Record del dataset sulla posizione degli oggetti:
◇ ◇ ◇ ◇ ◇ ◇ ◇

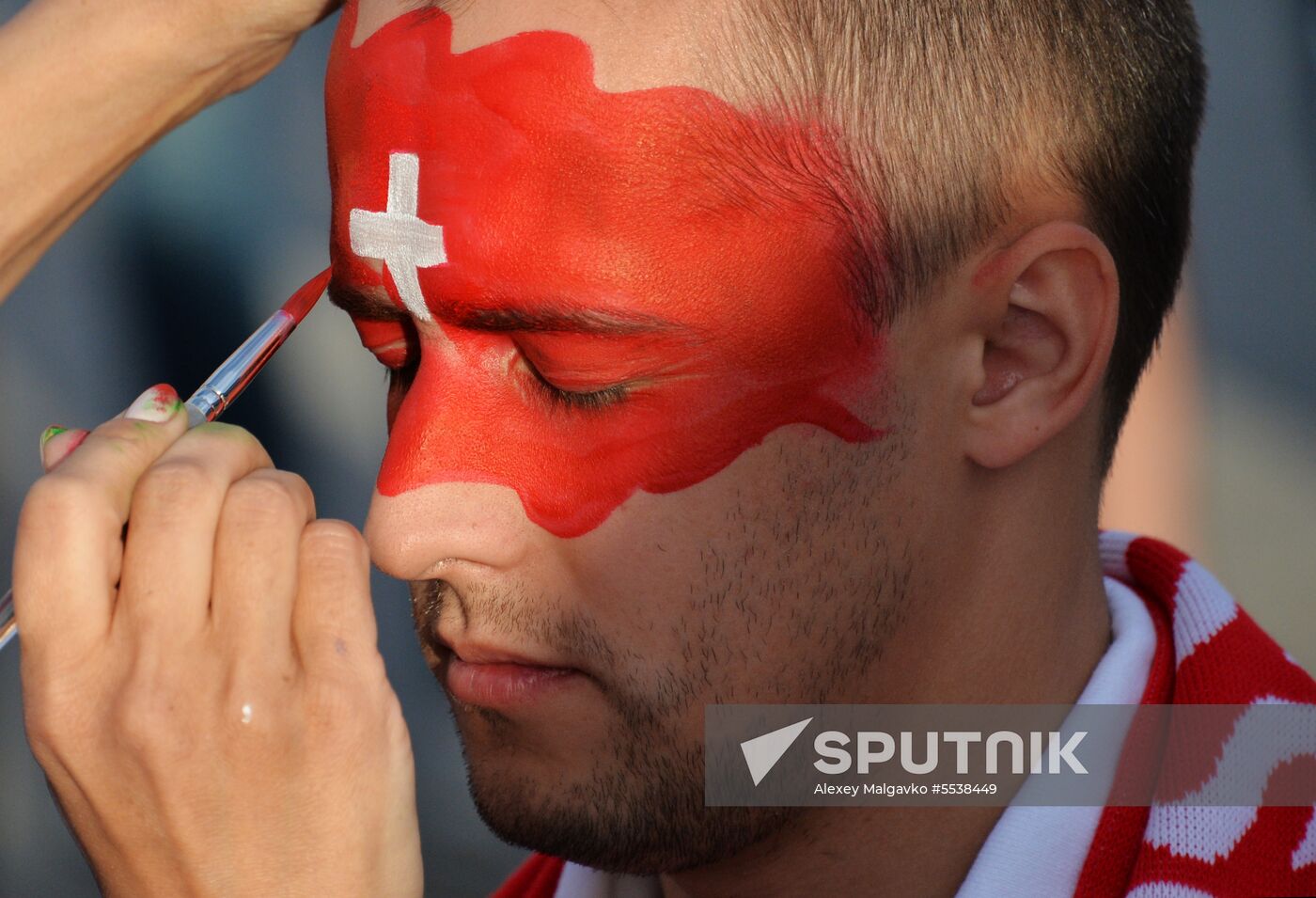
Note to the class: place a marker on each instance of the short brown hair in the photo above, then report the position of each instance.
(949, 107)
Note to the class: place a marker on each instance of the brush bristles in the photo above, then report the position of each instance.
(306, 295)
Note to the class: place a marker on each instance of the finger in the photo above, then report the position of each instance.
(256, 564)
(168, 555)
(69, 555)
(333, 619)
(56, 443)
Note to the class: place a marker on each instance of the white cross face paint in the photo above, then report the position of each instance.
(398, 236)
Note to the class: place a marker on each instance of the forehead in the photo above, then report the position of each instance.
(541, 181)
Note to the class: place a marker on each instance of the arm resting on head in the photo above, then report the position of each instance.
(85, 88)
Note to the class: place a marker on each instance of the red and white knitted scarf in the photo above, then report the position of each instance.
(1208, 652)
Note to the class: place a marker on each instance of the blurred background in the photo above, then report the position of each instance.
(221, 220)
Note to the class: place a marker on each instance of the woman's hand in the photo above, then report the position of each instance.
(200, 677)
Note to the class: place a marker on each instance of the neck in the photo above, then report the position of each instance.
(1007, 608)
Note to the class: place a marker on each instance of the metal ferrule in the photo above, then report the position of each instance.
(236, 372)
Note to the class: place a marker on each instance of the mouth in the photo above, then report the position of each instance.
(493, 677)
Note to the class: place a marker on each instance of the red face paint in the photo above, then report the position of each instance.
(687, 286)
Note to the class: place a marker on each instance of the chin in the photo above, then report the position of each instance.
(628, 805)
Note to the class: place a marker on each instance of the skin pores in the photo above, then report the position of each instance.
(634, 289)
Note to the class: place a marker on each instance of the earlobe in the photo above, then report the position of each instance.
(1055, 305)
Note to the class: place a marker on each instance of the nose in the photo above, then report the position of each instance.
(414, 533)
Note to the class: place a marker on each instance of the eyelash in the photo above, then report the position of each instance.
(401, 377)
(569, 399)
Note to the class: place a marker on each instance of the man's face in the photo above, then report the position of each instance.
(638, 430)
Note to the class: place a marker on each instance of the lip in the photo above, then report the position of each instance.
(500, 685)
(478, 652)
(489, 676)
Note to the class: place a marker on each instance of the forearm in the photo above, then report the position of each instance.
(85, 88)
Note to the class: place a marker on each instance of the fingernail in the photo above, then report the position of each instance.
(157, 404)
(50, 433)
(56, 443)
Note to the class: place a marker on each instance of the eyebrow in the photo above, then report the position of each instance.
(542, 318)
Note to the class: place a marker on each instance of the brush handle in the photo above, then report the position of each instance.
(8, 627)
(219, 391)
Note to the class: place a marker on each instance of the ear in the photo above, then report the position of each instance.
(1050, 307)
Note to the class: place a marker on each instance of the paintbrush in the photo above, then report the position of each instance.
(224, 386)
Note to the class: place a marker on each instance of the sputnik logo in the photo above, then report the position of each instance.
(399, 236)
(763, 752)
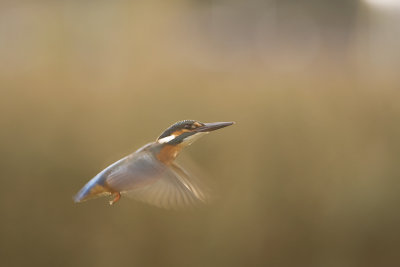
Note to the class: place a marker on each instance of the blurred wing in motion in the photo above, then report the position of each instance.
(144, 178)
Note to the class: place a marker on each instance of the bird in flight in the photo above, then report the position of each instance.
(150, 174)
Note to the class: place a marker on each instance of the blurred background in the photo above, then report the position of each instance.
(309, 175)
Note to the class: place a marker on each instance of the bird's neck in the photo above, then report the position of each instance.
(168, 153)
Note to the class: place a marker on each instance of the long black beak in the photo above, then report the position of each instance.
(208, 127)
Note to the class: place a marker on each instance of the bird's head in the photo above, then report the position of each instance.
(185, 132)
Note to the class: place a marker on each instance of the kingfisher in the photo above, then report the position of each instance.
(151, 174)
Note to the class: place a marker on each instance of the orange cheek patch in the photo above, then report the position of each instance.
(168, 153)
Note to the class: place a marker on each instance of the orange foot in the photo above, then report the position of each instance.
(116, 198)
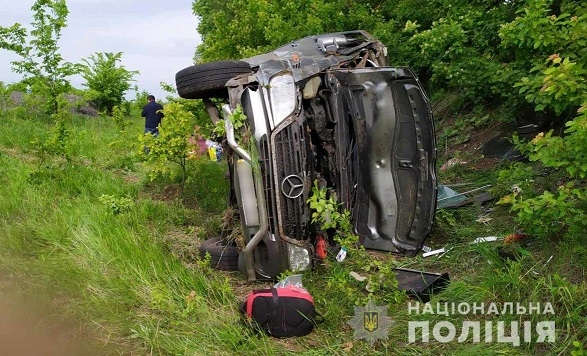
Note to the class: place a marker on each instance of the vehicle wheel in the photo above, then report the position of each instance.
(223, 254)
(207, 80)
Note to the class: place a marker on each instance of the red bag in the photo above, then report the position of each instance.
(282, 312)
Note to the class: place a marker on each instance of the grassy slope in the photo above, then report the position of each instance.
(132, 281)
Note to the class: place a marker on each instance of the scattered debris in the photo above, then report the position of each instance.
(486, 239)
(432, 253)
(484, 219)
(419, 284)
(449, 198)
(451, 163)
(514, 237)
(357, 276)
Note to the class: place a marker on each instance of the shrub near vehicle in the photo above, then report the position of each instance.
(323, 109)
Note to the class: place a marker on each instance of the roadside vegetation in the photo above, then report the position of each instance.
(105, 233)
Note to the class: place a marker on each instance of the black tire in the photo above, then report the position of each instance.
(223, 255)
(208, 80)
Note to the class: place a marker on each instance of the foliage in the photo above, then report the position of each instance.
(58, 142)
(108, 81)
(171, 145)
(557, 83)
(561, 208)
(119, 118)
(557, 41)
(43, 66)
(115, 204)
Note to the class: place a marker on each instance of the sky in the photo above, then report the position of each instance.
(157, 38)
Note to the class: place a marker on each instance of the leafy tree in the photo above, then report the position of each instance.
(171, 145)
(107, 81)
(42, 65)
(555, 39)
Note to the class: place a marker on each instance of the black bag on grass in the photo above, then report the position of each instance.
(282, 312)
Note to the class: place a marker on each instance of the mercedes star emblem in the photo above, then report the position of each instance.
(292, 186)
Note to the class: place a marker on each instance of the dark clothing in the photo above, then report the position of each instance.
(152, 117)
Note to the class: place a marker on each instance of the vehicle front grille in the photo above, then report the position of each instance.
(290, 156)
(265, 161)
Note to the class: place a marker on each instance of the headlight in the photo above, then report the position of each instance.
(299, 258)
(282, 94)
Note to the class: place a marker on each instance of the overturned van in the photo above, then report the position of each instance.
(327, 109)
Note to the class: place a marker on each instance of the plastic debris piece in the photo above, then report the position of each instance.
(513, 238)
(485, 239)
(435, 252)
(341, 254)
(357, 276)
(321, 247)
(294, 280)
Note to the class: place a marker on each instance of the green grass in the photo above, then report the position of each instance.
(132, 279)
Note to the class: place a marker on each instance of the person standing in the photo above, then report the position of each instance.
(152, 112)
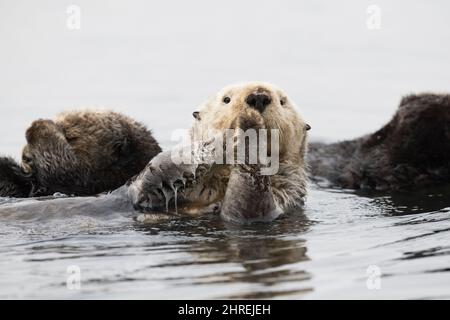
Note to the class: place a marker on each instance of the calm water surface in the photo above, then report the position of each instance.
(323, 252)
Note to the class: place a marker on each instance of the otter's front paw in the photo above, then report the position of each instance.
(42, 128)
(162, 183)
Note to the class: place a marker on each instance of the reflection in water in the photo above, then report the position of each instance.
(321, 253)
(261, 251)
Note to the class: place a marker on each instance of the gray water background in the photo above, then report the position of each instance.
(157, 61)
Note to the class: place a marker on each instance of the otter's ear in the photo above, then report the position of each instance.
(196, 115)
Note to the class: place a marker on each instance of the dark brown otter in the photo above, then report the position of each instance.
(412, 150)
(13, 182)
(85, 152)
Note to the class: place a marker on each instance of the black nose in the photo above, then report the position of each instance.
(259, 101)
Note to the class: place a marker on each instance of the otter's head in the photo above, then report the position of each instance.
(254, 105)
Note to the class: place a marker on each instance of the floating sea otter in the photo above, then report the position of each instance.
(80, 153)
(410, 151)
(240, 191)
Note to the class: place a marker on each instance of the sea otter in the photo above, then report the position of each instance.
(81, 153)
(242, 191)
(410, 151)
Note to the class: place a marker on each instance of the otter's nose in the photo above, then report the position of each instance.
(259, 101)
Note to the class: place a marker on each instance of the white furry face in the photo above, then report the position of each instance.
(265, 104)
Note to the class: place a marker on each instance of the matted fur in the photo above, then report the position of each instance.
(412, 150)
(86, 152)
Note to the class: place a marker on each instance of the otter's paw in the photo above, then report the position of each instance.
(161, 182)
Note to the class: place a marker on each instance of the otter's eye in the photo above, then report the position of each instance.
(27, 159)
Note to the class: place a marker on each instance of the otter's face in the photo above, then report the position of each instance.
(254, 105)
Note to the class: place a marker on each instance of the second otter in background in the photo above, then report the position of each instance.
(85, 152)
(410, 151)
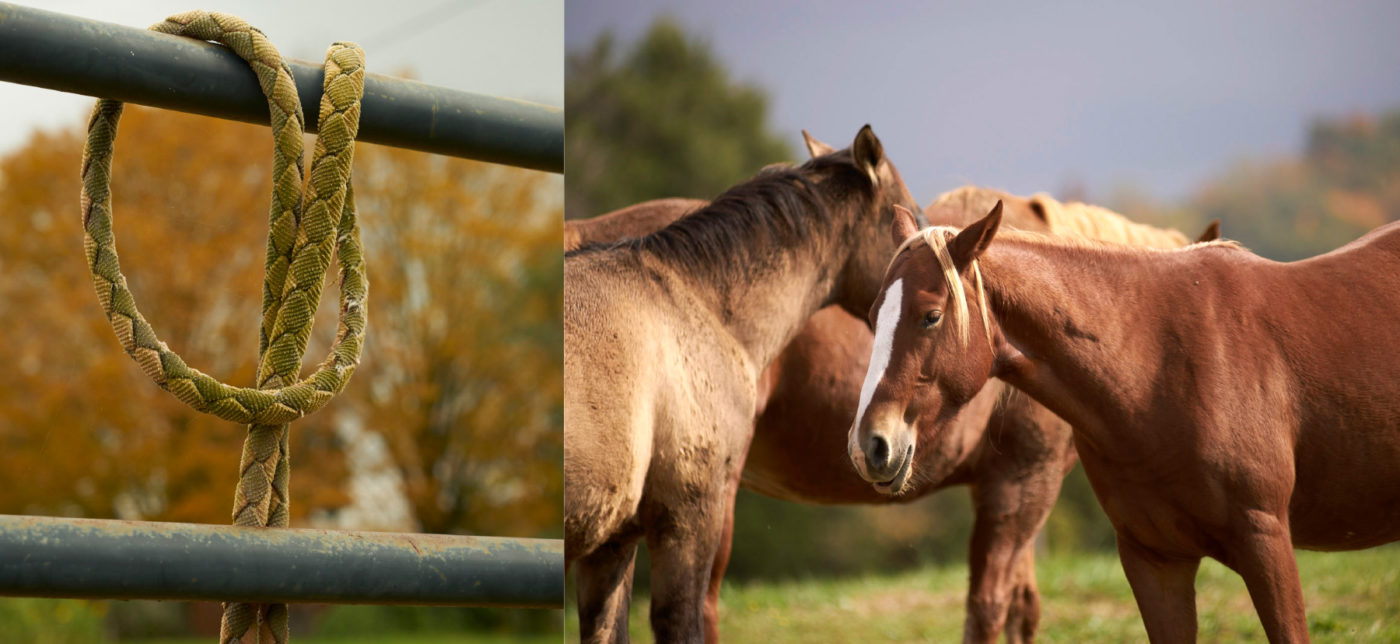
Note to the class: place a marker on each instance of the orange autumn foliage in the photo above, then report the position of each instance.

◇ ◇ ◇ ◇ ◇ ◇ ◇

# Obiettivo dell'esercizio
Puoi modificare l'elenco a partire dalla riga che contiene "the otter's face" fino alla fine dell'elenco, estremi compresi, sostituendo "photo" con "image" e lasciando invariato tutto il resto? Riporta solo quelle righe e ometti le immagini dalla risposta.

# Risposta al compito
Note to the class: place a marker on each instance of the otter's face in the image above, then report the position of each instance.
(254, 105)
Note to the class: place a marker on each instance of the second otter in background in the image above, then report the position of each instance.
(85, 152)
(410, 151)
Note to the class: place a marker on each instance of the orange autumn foliage in the image above, then report the position of each instance.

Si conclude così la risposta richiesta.